*** Opening Study text ***

43. For all the abovementioned
reasons, we should have recorded a conclusion that there is a failure of
justice in the case on hand looked at from the point of view of either the
victims or even from the point of view of the convicted accused. The most normal
consequence thereafter should have been to order a fresh trial, but such a
course of action after a lapse of 26 years of the occurrence of the crime, in
our opinion, would not serve any useful purpose because as already indicated
some of the accused have died in the interregnum. We are not sure of the
availability of the witnesses at this point of time. Even if all the witnesses
are available, how safe it would be to record their evidence after a quarter
century and place reliance on the same for coming to a gist conclusion
regarding the culpability of the accused?
44. We are of the opinion that the
only course of action available to this court is that the victims of the crime
in this case are required to be compensated by the award of public law damages
in light of the principles laid down by this Court in Nilabati Behera (Nilabati Behera (Smt) alias Lalita Behera (Through the Supreme Court Legal Aid Committee) v. State of Orissa & Others, (1993) 2 SCC 746). In the circumstances, we
are of the opinion that the families of each of the deceased should be paid by
the State an amount of Rs. 25,00,000/( Rupees Twenty Five Lacs Only) each and
the injured witnesses, if still surviving, otherwise their families are
required to be paid an amount of Rs.10,00,000/( Rupees Ten Lacs Only) each. The
said amount shall be deposited within a period of eight weeks from today in the
Trial Court, and on such deposit the said amounts shall be distributed by the
Sessions Judge, after an enquiry and satisfying himself regarding the
genuineness of the entitlement of the claimants.

*** Closing Study text ***
*** Opening Input data ***

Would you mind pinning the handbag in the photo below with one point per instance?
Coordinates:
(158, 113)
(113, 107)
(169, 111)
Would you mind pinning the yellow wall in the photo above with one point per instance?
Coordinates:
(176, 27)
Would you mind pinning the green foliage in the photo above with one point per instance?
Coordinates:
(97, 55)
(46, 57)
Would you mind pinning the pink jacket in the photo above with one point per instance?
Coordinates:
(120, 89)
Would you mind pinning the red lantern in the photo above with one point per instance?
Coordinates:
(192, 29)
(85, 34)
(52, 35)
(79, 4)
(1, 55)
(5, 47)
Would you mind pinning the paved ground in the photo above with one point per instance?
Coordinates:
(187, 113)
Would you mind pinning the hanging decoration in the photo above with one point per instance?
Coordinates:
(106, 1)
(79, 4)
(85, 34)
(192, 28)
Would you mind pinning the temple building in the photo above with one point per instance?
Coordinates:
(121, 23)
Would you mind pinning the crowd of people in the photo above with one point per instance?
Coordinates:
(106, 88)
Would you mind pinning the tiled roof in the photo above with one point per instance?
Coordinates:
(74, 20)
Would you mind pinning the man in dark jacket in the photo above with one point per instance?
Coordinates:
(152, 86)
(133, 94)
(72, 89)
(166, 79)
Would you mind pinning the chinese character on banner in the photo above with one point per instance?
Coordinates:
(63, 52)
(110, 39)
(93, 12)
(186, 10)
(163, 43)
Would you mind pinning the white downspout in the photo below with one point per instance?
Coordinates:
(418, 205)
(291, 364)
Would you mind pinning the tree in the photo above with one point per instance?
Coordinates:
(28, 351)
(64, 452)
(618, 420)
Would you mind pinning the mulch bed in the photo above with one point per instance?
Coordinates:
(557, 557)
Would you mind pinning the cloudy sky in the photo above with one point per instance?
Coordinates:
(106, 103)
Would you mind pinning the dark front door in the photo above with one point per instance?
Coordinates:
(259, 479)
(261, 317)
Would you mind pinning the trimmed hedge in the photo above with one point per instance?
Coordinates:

*** Closing Input data ***

▸ **Action item**
Answer from the judgment excerpt:
1. How many years had passed since the crime occurred?
2. How much is the State to pay the family of each deceased?
3. Within what period must the amount be deposited?
The lines are separate material, apart from the judgment excerpt.

▸ **Answer to the problem**
1. 26 years
2. Rs. 25,00,000 (Rupees Twenty Five Lacs)
3. Eight weeks